Report each line of the data that contains the string "ladybug".

Natural-language object grounding data:
= Beginning of Section =

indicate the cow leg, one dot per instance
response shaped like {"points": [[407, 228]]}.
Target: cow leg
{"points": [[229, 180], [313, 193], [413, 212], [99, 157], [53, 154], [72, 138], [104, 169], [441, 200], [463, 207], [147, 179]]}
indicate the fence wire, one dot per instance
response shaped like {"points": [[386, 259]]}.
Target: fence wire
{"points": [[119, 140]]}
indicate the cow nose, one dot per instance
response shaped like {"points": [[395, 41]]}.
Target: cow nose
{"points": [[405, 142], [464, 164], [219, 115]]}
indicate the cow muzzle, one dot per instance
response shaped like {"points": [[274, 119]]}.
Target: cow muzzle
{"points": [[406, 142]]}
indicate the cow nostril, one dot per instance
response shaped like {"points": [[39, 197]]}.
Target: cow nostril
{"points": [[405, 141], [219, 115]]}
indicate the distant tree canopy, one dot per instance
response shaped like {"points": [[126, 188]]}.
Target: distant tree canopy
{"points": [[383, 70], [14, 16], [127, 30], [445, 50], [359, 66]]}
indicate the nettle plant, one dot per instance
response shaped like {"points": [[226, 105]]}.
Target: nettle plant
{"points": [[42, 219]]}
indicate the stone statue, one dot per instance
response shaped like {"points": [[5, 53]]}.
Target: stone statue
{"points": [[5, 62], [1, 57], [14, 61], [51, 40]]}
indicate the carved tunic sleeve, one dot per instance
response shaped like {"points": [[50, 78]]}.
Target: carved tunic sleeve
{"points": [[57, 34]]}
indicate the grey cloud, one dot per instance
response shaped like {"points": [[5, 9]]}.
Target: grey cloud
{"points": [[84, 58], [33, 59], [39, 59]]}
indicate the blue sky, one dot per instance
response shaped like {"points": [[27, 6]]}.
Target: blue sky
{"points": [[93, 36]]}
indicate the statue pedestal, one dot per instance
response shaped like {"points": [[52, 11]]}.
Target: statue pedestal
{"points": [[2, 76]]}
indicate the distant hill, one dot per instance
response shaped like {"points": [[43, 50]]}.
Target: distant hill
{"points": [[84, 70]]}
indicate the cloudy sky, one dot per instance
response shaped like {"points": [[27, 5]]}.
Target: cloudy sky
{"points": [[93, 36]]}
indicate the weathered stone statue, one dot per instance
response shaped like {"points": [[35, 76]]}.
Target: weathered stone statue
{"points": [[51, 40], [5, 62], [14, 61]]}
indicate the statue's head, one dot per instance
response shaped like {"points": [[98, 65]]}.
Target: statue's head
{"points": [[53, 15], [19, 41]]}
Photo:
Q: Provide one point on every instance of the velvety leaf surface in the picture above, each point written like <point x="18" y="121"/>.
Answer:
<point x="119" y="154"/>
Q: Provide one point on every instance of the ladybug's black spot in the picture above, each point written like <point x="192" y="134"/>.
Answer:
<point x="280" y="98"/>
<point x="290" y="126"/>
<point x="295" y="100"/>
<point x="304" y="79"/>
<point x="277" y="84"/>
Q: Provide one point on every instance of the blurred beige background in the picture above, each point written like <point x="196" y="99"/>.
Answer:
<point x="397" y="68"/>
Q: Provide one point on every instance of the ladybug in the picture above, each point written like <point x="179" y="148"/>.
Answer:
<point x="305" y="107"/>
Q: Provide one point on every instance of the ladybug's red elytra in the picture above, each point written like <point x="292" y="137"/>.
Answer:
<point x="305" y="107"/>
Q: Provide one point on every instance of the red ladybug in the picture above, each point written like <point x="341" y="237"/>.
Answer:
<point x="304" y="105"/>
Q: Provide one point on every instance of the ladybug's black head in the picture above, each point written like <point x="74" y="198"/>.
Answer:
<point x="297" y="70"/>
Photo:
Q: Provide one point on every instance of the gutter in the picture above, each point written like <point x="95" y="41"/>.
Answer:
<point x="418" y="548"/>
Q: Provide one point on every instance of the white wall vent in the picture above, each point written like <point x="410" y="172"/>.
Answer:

= End of Section =

◆ **Worked solution**
Q: Provide one point on every instance of the ladybug's black spot in the picture above, each point written like <point x="192" y="134"/>.
Q: Provide one point on every instance of the ladybug in the picture above, each point written like <point x="179" y="148"/>.
Q: Provide one point on every instance of the ladybug's red elytra in the picture above, each point written like <point x="292" y="137"/>.
Q: Provide one point on every instance of the red ladybug in the picture above, each point written like <point x="341" y="237"/>.
Q: Provide one point on every instance of the ladybug's black head in the picture above, each point written like <point x="74" y="198"/>.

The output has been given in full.